## Job
Copy the text of the item below word for word, and leave the picture out of your copy.

## Exercise input
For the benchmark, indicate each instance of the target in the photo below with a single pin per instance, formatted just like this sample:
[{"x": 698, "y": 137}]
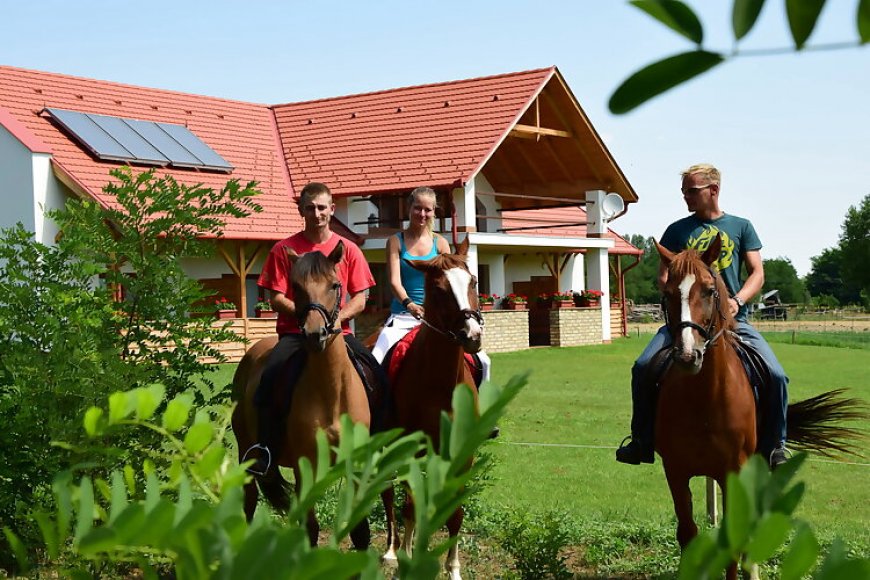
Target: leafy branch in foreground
[
  {"x": 663, "y": 75},
  {"x": 758, "y": 521},
  {"x": 190, "y": 517}
]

## Result for this exercise
For the benchmark, indicate each instance of the target in the photo below with a single pin per instance, formatted just like this sample:
[{"x": 698, "y": 137}]
Target: leafy branch in foreground
[
  {"x": 663, "y": 75},
  {"x": 758, "y": 521},
  {"x": 190, "y": 517}
]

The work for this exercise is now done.